• **Task goal**: Would you output the whole of the data exactly?

______

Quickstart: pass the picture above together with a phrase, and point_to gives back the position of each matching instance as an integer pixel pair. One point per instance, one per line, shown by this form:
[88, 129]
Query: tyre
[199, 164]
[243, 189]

______

• **Answer space**:
Quickstart: pass the picture above together with a phrase, and point_to gives back the position of each matching instance as an integer pixel pair. One point per instance, one per line, shown by this form:
[88, 129]
Query: tyre
[199, 164]
[243, 189]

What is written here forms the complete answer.